START EXTRACTED MATERIAL

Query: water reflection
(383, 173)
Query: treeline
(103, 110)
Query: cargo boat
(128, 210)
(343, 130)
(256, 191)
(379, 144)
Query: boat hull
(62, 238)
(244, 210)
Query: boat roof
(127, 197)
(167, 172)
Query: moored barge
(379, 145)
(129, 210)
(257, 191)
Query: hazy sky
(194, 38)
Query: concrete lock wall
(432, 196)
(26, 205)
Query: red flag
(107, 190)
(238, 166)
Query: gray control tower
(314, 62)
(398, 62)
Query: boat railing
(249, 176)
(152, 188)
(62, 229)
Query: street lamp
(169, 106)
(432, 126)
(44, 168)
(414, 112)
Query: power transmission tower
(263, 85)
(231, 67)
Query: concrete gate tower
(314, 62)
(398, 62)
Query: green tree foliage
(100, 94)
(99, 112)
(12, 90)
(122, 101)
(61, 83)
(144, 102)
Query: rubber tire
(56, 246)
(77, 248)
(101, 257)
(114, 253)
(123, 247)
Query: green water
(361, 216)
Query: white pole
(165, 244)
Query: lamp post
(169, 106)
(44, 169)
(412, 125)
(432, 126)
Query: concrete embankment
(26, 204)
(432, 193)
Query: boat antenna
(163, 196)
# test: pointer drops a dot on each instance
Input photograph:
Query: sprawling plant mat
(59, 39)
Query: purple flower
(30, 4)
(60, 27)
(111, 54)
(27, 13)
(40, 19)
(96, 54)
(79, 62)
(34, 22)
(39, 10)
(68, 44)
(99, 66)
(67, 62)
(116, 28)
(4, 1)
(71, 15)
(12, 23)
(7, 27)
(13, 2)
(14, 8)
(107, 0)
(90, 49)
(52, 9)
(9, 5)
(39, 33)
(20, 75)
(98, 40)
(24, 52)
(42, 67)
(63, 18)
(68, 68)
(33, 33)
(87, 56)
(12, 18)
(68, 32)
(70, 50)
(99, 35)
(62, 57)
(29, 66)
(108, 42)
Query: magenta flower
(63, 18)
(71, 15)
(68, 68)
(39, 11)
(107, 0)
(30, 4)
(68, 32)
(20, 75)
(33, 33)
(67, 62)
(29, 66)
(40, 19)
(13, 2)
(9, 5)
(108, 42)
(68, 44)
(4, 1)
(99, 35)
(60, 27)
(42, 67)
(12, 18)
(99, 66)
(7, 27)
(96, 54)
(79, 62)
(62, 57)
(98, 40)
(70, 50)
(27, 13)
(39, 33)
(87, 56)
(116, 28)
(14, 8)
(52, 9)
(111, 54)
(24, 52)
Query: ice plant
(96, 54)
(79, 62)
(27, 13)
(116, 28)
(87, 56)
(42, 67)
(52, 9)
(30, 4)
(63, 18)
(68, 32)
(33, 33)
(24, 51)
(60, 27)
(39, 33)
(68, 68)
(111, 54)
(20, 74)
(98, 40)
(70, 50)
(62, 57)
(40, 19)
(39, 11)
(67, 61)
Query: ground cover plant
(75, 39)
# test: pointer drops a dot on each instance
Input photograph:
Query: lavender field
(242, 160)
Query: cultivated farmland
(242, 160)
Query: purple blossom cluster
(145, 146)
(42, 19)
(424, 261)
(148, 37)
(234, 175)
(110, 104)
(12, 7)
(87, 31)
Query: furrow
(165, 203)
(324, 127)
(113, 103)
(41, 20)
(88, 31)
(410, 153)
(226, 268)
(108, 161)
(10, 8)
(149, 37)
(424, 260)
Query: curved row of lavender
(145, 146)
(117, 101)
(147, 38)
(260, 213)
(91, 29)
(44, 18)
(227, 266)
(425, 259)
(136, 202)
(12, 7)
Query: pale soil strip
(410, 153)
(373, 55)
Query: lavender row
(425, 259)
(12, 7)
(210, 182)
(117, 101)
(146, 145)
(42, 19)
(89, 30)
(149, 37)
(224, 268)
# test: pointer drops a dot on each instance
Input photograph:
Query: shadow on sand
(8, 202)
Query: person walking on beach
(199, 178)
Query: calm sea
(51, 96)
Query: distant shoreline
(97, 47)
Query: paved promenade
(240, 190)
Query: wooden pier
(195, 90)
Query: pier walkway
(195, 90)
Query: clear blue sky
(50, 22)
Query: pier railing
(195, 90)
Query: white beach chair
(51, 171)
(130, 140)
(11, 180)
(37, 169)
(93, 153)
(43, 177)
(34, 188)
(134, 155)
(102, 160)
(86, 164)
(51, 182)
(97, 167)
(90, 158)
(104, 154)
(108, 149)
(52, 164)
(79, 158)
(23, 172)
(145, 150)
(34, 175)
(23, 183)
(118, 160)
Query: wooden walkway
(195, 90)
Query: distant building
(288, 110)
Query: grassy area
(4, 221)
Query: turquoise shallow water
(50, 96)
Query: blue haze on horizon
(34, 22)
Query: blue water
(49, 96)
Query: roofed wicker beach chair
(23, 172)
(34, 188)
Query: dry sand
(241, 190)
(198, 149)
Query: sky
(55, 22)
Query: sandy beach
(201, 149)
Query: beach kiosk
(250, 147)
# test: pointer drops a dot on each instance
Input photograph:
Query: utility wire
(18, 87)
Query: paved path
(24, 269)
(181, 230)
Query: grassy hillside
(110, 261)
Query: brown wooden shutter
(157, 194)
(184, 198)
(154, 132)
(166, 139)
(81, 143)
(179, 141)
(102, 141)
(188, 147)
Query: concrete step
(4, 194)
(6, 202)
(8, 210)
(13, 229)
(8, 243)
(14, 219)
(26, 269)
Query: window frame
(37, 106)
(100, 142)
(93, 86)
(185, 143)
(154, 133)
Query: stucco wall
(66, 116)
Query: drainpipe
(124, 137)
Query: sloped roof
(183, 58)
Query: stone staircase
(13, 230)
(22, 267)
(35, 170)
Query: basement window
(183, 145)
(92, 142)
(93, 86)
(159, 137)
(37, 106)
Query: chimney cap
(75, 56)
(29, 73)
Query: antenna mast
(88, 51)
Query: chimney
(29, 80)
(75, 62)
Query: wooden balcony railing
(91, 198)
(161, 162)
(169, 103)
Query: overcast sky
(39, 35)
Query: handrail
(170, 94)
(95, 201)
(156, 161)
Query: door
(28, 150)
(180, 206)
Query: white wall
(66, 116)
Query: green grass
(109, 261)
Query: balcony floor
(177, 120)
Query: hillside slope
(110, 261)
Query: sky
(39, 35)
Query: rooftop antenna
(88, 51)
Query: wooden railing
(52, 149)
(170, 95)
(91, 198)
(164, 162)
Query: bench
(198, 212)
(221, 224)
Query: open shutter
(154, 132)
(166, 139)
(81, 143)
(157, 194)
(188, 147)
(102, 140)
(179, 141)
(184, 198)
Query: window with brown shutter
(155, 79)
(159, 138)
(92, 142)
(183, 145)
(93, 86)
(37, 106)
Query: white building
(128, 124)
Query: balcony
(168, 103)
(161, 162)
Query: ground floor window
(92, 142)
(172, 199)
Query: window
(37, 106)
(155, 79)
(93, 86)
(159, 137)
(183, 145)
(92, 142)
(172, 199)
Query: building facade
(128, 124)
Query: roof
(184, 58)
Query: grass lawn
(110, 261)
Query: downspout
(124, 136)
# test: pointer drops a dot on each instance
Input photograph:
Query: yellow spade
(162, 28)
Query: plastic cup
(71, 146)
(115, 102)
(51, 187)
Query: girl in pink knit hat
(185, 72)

END EXTRACTED MATERIAL

> _PROBLEM STATEMENT_: Each line above should be duplicated without any alteration.

> _ANSWER TO THE EXERCISE_:
Query: water reflection
(383, 173)
Query: treeline
(103, 110)
Query: cargo boat
(128, 210)
(343, 130)
(256, 191)
(379, 144)
Query: boat hull
(62, 238)
(244, 210)
Query: boat roof
(127, 197)
(167, 172)
Query: moored barge
(379, 145)
(129, 210)
(257, 191)
Query: hazy sky
(194, 38)
Query: concrete lock wall
(432, 196)
(26, 205)
Query: red flag
(107, 190)
(238, 166)
Query: gray control tower
(314, 62)
(398, 62)
Query: boat railing
(249, 176)
(152, 188)
(62, 229)
Query: street lamp
(169, 106)
(432, 126)
(44, 168)
(414, 112)
Query: power transmission tower
(263, 85)
(231, 67)
Query: concrete gate tower
(314, 62)
(398, 62)
Query: green tree foliage
(100, 94)
(99, 112)
(12, 90)
(122, 101)
(61, 83)
(144, 102)
Query: rubber tire
(56, 246)
(77, 248)
(101, 257)
(114, 253)
(123, 247)
Query: green water
(361, 216)
Query: white pole
(165, 244)
Query: lamp post
(169, 106)
(44, 169)
(412, 125)
(432, 126)
Query: concrete embankment
(26, 204)
(432, 193)
Query: boat antenna
(163, 196)
# test: pointer drops a dot on each instance
Input photograph:
Query: sprawling plant mat
(59, 39)
Query: purple flower
(30, 4)
(60, 27)
(111, 54)
(27, 13)
(40, 19)
(96, 54)
(79, 62)
(34, 22)
(39, 10)
(68, 44)
(99, 66)
(67, 62)
(116, 28)
(4, 1)
(71, 15)
(12, 23)
(7, 27)
(13, 2)
(14, 8)
(107, 0)
(90, 49)
(52, 9)
(9, 5)
(39, 33)
(20, 75)
(98, 40)
(24, 52)
(42, 67)
(63, 18)
(68, 68)
(33, 33)
(87, 56)
(12, 18)
(68, 32)
(70, 50)
(99, 35)
(62, 57)
(29, 66)
(108, 42)
Query: magenta flower
(63, 18)
(71, 15)
(68, 68)
(39, 11)
(107, 0)
(30, 4)
(68, 32)
(20, 75)
(33, 33)
(67, 62)
(29, 66)
(40, 19)
(13, 2)
(9, 5)
(108, 42)
(68, 44)
(4, 1)
(99, 35)
(60, 27)
(42, 67)
(12, 18)
(99, 66)
(7, 27)
(96, 54)
(79, 62)
(62, 57)
(98, 40)
(70, 50)
(27, 13)
(39, 33)
(87, 56)
(116, 28)
(14, 8)
(52, 9)
(111, 54)
(24, 52)
Query: ice plant
(96, 54)
(79, 62)
(27, 13)
(116, 28)
(87, 56)
(42, 67)
(52, 9)
(30, 4)
(63, 18)
(68, 32)
(33, 33)
(24, 51)
(60, 27)
(39, 33)
(68, 68)
(111, 54)
(20, 74)
(98, 40)
(70, 50)
(62, 57)
(40, 19)
(39, 11)
(67, 61)
Query: ground cover plant
(75, 39)
# test: pointer drops a dot on each instance
Input photograph:
Query: lavender field
(242, 160)
Query: cultivated farmland
(242, 160)
Query: purple blossom cluster
(145, 146)
(42, 19)
(424, 261)
(148, 37)
(234, 175)
(110, 104)
(12, 7)
(87, 31)
Query: furrow
(165, 203)
(324, 127)
(113, 103)
(41, 20)
(88, 31)
(410, 153)
(226, 268)
(108, 161)
(10, 8)
(149, 37)
(424, 260)
Query: curved row of lavender
(145, 146)
(117, 101)
(147, 38)
(260, 213)
(91, 29)
(44, 18)
(227, 266)
(425, 259)
(136, 202)
(12, 7)
Query: pale soil strip
(410, 153)
(373, 55)
Query: lavender row
(425, 259)
(12, 7)
(210, 182)
(117, 101)
(146, 145)
(42, 19)
(89, 30)
(149, 37)
(224, 268)
# test: pointer drops a dot on each instance
Input photograph:
Query: shadow on sand
(8, 202)
Query: person walking on beach
(199, 178)
Query: calm sea
(51, 96)
Query: distant shoreline
(97, 47)
Query: paved promenade
(240, 190)
Query: wooden pier
(195, 90)
Query: pier walkway
(195, 90)
Query: clear blue sky
(50, 22)
Query: pier railing
(195, 90)
Query: white beach chair
(51, 171)
(130, 140)
(11, 180)
(37, 169)
(93, 153)
(43, 177)
(34, 188)
(134, 155)
(102, 160)
(86, 164)
(51, 182)
(97, 167)
(90, 158)
(104, 154)
(108, 149)
(52, 164)
(79, 158)
(23, 172)
(145, 150)
(34, 175)
(23, 183)
(118, 160)
Query: wooden walkway
(195, 90)
Query: distant building
(288, 110)
Query: grassy area
(4, 221)
Query: turquoise shallow water
(50, 96)
Query: blue haze on horizon
(34, 22)
Query: blue water
(49, 96)
Query: roofed wicker beach chair
(23, 172)
(34, 188)
Query: dry sand
(241, 190)
(198, 149)
Query: sky
(55, 22)
Query: sandy beach
(201, 149)
Query: beach kiosk
(250, 147)
# test: pointer drops a dot on each instance
Input photograph:
Query: utility wire
(18, 87)
Query: paved path
(24, 269)
(181, 230)
Query: grassy hillside
(110, 261)
Query: brown wooden shutter
(157, 194)
(184, 198)
(154, 132)
(166, 139)
(81, 143)
(179, 141)
(102, 141)
(188, 147)
Query: concrete step
(4, 194)
(6, 202)
(8, 210)
(13, 229)
(8, 243)
(14, 219)
(26, 269)
Query: window frame
(37, 106)
(100, 142)
(93, 86)
(185, 143)
(154, 133)
Query: stucco wall
(66, 116)
Query: drainpipe
(124, 137)
Query: sloped roof
(183, 58)
Query: stone staircase
(13, 230)
(22, 267)
(35, 170)
Query: basement window
(183, 145)
(92, 142)
(93, 86)
(159, 137)
(37, 106)
Query: chimney cap
(75, 56)
(29, 73)
Query: antenna mast
(88, 51)
Query: chimney
(29, 80)
(75, 62)
Query: wooden balcony railing
(91, 198)
(161, 162)
(169, 103)
Query: overcast sky
(39, 35)
Query: handrail
(170, 94)
(95, 201)
(156, 161)
Query: door
(28, 150)
(180, 206)
Query: white wall
(66, 116)
Query: green grass
(109, 261)
Query: balcony floor
(177, 120)
Query: hillside slope
(110, 261)
Query: sky
(39, 35)
Query: rooftop antenna
(88, 51)
Query: wooden railing
(52, 149)
(170, 95)
(91, 198)
(164, 162)
Query: bench
(198, 212)
(221, 224)
Query: open shutter
(154, 132)
(166, 139)
(81, 143)
(157, 194)
(188, 147)
(102, 140)
(179, 141)
(184, 198)
Query: window with brown shutter
(155, 79)
(159, 138)
(92, 142)
(183, 145)
(93, 86)
(37, 106)
Query: white building
(128, 124)
Query: balcony
(168, 103)
(161, 162)
Query: ground floor window
(92, 142)
(172, 199)
Query: window
(37, 106)
(155, 79)
(93, 86)
(159, 137)
(183, 145)
(92, 142)
(172, 199)
Query: building facade
(128, 124)
Query: roof
(184, 58)
Query: grass lawn
(110, 261)
Query: downspout
(124, 136)
# test: pointer drops a dot on each instance
Input photograph:
Query: yellow spade
(162, 28)
Query: plastic cup
(71, 146)
(115, 102)
(51, 187)
Query: girl in pink knit hat
(185, 72)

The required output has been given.